> _Exercise instructions_
Pull every line containing "tile" from the listing below.

──────── Data provided

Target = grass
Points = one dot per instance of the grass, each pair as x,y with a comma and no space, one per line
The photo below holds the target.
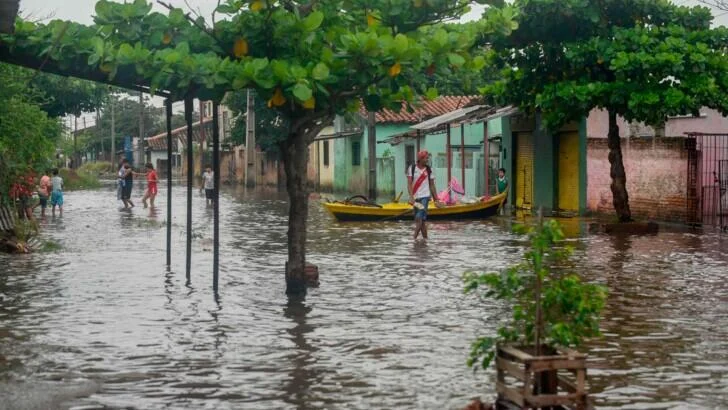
73,180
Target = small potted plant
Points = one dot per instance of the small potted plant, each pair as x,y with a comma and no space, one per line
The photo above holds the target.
553,312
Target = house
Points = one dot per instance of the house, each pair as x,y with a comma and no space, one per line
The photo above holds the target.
395,149
546,169
678,173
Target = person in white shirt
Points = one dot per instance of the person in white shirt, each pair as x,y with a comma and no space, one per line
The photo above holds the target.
421,187
208,183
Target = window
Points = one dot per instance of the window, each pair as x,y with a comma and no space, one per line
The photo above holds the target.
326,153
356,153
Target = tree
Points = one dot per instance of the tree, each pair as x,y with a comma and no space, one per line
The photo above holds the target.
309,60
643,60
27,134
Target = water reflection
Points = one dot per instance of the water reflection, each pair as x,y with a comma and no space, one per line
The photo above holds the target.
103,324
303,374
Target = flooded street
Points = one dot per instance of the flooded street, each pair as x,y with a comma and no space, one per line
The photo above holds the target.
101,323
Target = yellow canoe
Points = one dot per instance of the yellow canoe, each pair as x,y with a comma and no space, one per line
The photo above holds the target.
400,211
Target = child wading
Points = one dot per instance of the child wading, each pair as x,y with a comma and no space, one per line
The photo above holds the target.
44,192
56,193
152,190
421,187
208,183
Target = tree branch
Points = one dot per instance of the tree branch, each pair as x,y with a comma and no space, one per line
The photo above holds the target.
718,4
194,22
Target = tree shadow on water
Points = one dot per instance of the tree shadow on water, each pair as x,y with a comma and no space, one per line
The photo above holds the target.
303,375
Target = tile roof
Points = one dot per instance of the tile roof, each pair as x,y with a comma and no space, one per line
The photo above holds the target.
425,110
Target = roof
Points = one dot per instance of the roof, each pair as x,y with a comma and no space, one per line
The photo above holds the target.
425,110
456,116
159,141
502,112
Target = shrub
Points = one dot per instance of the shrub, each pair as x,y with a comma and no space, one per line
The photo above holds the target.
550,304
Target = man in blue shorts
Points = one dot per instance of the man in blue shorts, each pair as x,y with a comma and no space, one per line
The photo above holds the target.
421,187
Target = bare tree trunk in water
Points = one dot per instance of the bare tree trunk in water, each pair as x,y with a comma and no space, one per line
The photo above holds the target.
620,199
295,163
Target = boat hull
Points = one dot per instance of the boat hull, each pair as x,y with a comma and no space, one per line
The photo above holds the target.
405,212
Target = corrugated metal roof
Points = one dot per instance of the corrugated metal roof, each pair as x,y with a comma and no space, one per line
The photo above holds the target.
423,111
455,116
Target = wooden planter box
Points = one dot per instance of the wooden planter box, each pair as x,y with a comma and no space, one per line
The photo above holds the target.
562,375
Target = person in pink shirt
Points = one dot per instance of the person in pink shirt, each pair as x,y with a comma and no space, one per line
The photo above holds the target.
152,189
44,192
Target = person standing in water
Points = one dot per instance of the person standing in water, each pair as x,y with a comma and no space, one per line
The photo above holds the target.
44,192
421,187
152,189
127,175
56,193
208,183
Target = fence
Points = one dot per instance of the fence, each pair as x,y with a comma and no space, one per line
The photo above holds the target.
708,189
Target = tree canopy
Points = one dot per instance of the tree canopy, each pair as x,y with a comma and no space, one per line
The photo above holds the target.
643,59
27,134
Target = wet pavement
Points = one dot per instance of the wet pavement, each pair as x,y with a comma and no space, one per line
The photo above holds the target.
101,323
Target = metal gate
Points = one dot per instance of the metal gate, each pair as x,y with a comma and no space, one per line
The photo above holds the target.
707,179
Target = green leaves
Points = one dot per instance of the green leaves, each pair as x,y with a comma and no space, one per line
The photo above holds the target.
313,21
302,92
570,308
321,72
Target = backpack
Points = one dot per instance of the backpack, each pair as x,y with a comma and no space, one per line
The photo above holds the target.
429,172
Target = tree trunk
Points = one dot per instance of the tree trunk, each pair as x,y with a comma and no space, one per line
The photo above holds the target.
620,199
295,163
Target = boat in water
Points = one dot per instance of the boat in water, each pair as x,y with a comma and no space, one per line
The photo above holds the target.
358,208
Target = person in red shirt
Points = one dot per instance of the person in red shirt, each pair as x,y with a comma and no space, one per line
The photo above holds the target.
22,192
152,189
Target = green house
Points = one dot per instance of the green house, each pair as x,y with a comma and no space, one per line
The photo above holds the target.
545,169
397,146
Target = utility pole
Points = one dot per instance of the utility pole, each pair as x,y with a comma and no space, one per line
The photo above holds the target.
85,154
141,130
75,147
250,141
202,137
372,145
113,134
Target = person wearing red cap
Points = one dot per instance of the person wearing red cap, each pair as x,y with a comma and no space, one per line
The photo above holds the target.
421,187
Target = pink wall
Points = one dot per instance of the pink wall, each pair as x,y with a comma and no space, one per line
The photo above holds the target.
656,178
713,122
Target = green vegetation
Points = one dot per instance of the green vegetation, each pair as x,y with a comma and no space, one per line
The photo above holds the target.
308,60
550,304
643,60
95,168
27,133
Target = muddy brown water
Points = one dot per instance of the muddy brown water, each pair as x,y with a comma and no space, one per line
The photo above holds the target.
101,323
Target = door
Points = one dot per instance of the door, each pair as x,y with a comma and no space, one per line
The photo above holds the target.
569,171
524,170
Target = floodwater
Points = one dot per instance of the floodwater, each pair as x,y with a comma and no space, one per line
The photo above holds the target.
101,323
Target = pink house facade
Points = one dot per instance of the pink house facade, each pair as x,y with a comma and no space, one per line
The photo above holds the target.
675,177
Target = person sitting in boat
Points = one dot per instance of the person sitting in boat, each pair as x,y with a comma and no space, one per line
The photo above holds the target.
421,187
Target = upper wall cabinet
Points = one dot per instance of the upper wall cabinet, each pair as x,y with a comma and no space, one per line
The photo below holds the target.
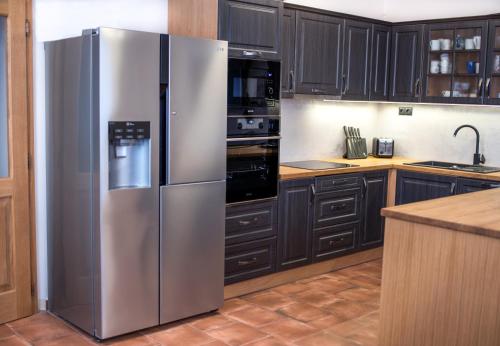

────────────────

> _Result of the exercise_
Target = tile roof
Points = one dot per instance of the tile roof, each pair as x,y with a comma and no space, one per line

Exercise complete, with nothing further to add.